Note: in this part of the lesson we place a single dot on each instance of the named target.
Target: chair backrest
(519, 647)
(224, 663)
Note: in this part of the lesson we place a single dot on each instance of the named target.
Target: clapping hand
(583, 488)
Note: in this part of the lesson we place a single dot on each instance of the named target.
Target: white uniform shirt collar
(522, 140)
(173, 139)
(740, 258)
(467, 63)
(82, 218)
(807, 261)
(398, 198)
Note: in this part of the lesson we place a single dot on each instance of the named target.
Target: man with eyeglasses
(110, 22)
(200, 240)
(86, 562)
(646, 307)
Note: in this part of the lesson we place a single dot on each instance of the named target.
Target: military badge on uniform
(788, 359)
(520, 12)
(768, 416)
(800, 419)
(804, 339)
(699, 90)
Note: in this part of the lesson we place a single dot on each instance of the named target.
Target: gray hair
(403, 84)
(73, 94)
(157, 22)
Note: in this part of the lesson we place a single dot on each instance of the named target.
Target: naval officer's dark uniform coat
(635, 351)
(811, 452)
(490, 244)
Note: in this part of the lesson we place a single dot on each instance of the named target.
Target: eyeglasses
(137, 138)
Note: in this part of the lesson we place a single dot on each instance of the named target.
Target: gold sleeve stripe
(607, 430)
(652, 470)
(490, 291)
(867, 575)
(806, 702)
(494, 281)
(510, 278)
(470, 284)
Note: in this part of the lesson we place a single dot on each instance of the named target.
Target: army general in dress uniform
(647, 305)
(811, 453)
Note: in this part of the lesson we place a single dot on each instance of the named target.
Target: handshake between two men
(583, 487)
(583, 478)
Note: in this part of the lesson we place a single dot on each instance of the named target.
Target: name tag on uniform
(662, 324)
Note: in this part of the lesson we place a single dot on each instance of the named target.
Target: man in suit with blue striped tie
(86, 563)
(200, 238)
━━━━━━
Assignment: Give back the data exactly.

Problem solution:
Note: in this part of the lesson we place a single dot on each instance of the named target.
Target: chair backrest
(519, 647)
(224, 663)
Note: in this part of the lesson we place a single dot on each instance of the named target.
Target: clapping hand
(583, 488)
Note: in this part of the lesson we place a single dot on each instance of the named target.
Target: white uniform shirt collar
(522, 140)
(173, 139)
(740, 258)
(467, 63)
(82, 218)
(807, 261)
(398, 198)
Note: in this part of the lesson we place a single dot on each instance of the named target.
Target: man with eyeglasses
(110, 22)
(200, 240)
(86, 562)
(646, 307)
Note: in this part of the lesson we place a single dot on each instance of the named target.
Target: military badge on uniform
(788, 359)
(520, 12)
(768, 416)
(800, 419)
(804, 339)
(699, 90)
Note: in this part of the lesson we place a single dot on each instance of the named target.
Target: gray hair
(403, 84)
(73, 94)
(157, 22)
Note: in this part of the lesson we place a single dot on each instance of the named target.
Target: naval officer's dark uniform coat
(635, 351)
(811, 452)
(490, 244)
Note: in this part of the lesson we place a single dot on each instance of the named target.
Target: eyeglasses
(137, 138)
Note: in this part of the lesson we place a single dot on each instance of the named target.
Target: gold sleeve stripe
(607, 430)
(652, 470)
(490, 291)
(867, 575)
(806, 702)
(494, 281)
(510, 278)
(470, 284)
Note: in this part of the lesson we place a single dot on each instance of the named target.
Target: army general in dress uniform
(647, 305)
(811, 453)
Note: in this part of the lesson we place a single dot on each instance of the named target.
Target: handshake between two men
(583, 487)
(583, 478)
Note: in this part of the lesson we place a single dot on each instance of the named target.
Target: name tag on uniform
(662, 324)
Note: in this part of the lesson we place a single dot on each instance of the named target.
Target: man in suit with blue striped tie
(86, 563)
(200, 238)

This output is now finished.